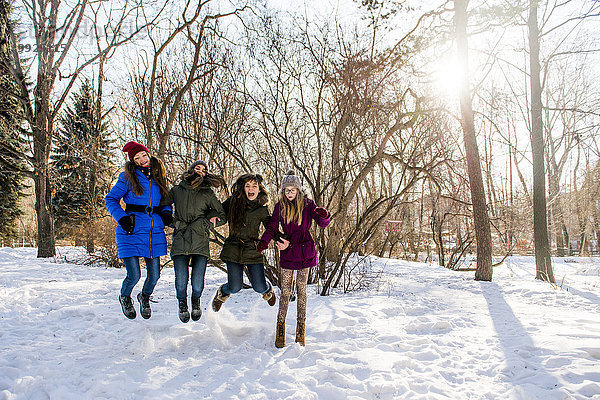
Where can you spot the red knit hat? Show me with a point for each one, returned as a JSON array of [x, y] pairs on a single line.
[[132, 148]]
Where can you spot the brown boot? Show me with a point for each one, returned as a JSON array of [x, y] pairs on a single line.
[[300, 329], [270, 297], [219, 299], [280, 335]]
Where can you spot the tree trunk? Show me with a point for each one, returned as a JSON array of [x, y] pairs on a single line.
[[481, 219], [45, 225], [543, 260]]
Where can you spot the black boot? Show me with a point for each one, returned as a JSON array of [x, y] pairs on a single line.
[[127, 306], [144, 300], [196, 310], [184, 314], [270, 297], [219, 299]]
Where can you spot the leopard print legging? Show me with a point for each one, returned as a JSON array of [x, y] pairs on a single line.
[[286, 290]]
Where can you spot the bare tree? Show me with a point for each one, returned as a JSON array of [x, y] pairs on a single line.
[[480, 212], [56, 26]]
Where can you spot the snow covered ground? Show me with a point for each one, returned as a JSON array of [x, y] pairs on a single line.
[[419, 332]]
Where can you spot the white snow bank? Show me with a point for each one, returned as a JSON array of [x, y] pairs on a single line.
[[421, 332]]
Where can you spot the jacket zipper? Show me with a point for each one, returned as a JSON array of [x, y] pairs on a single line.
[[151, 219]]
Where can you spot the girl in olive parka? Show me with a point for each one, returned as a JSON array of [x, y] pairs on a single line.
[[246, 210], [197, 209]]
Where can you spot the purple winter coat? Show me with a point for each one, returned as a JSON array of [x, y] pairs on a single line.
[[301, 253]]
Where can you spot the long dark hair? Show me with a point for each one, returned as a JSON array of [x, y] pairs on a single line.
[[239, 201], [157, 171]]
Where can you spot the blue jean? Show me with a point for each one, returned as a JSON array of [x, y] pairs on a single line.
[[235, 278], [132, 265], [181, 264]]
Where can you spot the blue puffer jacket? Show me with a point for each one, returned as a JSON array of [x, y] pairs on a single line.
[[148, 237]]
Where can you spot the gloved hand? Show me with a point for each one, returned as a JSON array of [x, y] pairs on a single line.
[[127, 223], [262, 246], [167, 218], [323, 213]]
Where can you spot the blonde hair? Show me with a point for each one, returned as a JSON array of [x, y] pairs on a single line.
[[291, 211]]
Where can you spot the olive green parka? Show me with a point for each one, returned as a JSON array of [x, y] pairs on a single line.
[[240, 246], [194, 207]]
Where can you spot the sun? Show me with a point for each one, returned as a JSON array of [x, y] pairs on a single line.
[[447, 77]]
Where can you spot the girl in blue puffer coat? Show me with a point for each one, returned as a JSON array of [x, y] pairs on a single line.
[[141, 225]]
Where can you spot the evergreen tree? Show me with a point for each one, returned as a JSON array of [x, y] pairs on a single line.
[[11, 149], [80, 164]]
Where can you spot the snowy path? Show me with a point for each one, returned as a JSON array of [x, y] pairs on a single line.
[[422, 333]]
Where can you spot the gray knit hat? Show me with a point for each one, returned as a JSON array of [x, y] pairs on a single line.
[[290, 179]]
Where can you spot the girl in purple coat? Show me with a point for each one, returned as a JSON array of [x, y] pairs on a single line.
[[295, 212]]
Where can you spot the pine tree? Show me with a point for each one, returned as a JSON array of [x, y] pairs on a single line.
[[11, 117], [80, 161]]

§ §

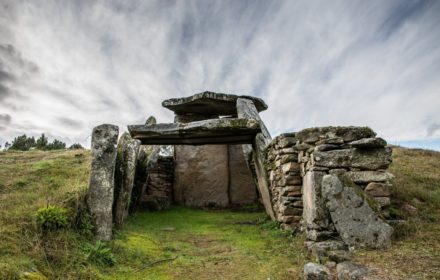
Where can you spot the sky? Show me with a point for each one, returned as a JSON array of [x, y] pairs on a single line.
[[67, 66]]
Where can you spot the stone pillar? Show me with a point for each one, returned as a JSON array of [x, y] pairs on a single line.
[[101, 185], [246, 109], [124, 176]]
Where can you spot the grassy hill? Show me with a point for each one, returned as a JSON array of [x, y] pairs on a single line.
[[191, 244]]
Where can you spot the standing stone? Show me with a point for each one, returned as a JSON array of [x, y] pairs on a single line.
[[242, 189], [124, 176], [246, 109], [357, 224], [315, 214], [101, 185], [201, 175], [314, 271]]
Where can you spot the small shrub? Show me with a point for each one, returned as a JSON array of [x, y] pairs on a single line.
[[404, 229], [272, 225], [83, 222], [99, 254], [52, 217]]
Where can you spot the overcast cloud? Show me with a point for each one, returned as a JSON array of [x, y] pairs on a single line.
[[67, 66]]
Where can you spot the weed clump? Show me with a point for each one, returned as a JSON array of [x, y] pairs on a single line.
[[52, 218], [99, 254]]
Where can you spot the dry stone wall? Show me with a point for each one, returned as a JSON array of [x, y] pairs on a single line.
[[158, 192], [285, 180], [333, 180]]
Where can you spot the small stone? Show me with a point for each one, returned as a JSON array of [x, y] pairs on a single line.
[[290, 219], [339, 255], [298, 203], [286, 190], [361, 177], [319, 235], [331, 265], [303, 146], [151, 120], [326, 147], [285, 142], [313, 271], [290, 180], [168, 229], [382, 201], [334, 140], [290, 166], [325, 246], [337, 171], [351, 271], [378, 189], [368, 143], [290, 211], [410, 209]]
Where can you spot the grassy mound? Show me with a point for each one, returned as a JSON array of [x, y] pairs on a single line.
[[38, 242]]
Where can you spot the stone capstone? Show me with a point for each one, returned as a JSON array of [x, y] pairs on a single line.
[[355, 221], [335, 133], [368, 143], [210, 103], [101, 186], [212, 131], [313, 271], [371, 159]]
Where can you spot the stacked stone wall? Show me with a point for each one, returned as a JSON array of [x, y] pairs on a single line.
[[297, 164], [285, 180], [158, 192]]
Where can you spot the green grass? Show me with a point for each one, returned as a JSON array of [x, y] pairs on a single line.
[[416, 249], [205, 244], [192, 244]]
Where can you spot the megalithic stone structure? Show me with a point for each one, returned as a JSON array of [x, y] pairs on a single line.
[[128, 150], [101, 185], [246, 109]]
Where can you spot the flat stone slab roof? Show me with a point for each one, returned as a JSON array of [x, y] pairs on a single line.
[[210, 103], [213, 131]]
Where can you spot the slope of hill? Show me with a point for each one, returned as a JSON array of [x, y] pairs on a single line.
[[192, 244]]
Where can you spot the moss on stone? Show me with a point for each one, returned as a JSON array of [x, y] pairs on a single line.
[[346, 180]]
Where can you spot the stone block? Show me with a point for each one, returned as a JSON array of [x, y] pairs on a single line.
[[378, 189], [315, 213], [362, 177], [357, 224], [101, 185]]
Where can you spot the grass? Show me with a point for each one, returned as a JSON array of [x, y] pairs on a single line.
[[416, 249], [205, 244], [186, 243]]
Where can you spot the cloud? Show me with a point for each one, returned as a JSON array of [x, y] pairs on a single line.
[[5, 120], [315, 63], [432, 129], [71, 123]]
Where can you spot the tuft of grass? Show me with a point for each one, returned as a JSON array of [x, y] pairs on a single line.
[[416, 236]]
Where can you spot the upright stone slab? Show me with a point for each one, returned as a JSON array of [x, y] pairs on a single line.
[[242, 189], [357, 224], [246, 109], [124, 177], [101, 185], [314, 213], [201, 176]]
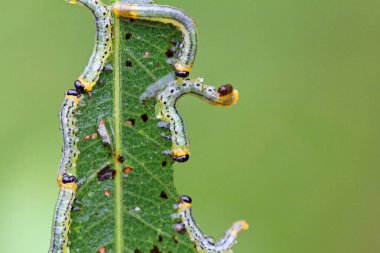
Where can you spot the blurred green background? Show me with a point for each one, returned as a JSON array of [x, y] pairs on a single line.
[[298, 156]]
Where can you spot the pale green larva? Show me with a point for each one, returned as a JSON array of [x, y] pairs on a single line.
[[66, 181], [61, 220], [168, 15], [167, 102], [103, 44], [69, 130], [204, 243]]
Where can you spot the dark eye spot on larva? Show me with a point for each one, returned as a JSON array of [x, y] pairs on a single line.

§ §

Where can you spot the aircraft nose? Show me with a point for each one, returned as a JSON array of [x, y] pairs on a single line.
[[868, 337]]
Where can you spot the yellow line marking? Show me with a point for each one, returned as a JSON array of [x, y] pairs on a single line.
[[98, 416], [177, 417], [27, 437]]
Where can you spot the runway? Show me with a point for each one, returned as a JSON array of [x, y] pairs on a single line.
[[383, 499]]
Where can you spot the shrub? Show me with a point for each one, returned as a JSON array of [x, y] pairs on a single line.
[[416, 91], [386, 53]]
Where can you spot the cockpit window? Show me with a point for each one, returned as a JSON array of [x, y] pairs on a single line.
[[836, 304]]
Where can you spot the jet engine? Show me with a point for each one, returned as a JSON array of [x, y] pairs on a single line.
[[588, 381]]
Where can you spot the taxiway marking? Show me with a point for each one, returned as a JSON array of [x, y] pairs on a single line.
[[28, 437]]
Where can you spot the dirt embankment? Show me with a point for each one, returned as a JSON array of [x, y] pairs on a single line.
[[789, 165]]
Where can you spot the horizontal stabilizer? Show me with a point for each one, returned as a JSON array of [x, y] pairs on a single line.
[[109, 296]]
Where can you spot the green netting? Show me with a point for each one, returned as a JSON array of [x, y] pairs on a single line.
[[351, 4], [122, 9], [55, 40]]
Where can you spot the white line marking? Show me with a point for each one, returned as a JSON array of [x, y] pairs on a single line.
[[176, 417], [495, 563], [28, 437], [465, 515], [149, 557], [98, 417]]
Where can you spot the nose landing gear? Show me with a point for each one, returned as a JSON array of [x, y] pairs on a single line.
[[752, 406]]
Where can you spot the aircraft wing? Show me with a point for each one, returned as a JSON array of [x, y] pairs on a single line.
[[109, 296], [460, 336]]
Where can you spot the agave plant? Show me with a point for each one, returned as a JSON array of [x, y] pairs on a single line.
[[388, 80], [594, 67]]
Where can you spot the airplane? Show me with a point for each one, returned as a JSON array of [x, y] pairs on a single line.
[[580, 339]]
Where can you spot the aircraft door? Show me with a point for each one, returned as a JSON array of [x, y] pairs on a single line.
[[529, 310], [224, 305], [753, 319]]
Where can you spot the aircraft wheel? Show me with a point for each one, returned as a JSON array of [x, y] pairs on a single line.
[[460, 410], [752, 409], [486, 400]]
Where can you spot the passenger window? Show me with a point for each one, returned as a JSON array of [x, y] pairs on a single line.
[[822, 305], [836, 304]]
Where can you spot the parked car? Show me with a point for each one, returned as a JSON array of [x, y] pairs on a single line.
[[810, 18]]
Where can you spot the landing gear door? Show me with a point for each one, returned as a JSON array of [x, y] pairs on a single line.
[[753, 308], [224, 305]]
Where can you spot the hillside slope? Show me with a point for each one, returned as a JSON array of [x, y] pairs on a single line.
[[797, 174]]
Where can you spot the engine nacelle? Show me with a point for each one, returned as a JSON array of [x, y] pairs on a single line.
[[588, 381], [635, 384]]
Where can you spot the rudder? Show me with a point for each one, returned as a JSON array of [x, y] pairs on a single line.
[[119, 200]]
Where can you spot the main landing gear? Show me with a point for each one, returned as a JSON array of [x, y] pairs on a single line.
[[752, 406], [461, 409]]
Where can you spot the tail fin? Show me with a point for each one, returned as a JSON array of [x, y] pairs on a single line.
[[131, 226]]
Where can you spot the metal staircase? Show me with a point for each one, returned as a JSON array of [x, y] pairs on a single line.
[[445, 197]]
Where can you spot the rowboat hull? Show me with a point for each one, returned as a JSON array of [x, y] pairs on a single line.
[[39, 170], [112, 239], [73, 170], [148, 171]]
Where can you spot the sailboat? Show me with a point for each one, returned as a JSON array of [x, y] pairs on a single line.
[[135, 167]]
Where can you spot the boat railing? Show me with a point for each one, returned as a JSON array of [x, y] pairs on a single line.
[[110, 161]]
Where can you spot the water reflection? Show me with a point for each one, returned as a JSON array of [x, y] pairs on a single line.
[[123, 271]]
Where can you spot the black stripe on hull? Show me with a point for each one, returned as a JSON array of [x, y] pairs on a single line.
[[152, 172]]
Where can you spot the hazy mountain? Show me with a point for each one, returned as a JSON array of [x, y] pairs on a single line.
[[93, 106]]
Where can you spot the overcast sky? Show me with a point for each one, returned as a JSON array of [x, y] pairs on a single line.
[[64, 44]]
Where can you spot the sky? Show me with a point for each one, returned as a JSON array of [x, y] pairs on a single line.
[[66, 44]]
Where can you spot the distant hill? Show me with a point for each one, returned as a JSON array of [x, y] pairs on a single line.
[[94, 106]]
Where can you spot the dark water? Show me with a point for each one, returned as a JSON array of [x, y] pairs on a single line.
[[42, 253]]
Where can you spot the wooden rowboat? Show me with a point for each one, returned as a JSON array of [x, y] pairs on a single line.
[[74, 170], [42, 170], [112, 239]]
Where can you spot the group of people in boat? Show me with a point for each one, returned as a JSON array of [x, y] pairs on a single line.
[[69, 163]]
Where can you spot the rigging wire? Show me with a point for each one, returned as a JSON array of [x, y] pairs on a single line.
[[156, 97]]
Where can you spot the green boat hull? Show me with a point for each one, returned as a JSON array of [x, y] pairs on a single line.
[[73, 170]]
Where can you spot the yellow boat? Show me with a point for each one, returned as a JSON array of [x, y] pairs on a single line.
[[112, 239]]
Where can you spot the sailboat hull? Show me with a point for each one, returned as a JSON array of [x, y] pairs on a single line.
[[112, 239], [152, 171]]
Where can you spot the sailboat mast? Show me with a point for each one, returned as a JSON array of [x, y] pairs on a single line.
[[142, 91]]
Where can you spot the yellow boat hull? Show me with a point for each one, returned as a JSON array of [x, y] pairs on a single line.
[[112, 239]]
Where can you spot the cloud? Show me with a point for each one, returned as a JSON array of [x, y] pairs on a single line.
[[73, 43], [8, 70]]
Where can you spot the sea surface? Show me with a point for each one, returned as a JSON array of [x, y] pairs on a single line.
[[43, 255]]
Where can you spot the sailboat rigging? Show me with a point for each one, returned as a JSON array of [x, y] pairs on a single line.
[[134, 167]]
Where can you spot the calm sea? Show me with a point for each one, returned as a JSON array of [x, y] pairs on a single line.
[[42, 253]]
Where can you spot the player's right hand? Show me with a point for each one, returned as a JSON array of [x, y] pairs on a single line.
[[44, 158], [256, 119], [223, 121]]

§ §

▸ **The problem**:
Copy out the lines of the records that begin with the line containing "Where can you spot the passenger" and end with the line containing "[[131, 226]]", both included, reproducing them word for word.

▸ **Output below**:
Where can you spot the passenger window? Show me with a point for each one, returned as a JSON array of [x, y] pairs on a single line.
[[822, 305], [836, 304]]
Where can you spot the parked car? Show me with a point for each one, returned as a JSON array of [x, y] pairs on a single line.
[[810, 18]]
Where can you spot the landing gear door? Show me with a point for each one, returned as a JSON array of [x, y] pairs on a single line.
[[753, 308], [224, 305]]
Where can you spot the hillside slope? Show me with a point for each one, returned as a JSON array of [x, y] pairs on a single line.
[[797, 174]]
Where can you spot the engine nacelle? Show me with a point for each one, returned as a JSON array of [x, y] pairs on a single line.
[[588, 381], [635, 384]]
Where can you spot the rudder? Show me with a point for each one, returned as a JSON array of [x, y] pairs on a single line.
[[119, 200]]
Where can you spot the main landing gear? Show me with a point for each one, returned as a JSON array of [x, y] pairs on a single line.
[[752, 406], [461, 409]]
Where can you spot the tail fin? Show me with a point for each one, returned as a JSON array of [x, y] pairs on a single line.
[[131, 226]]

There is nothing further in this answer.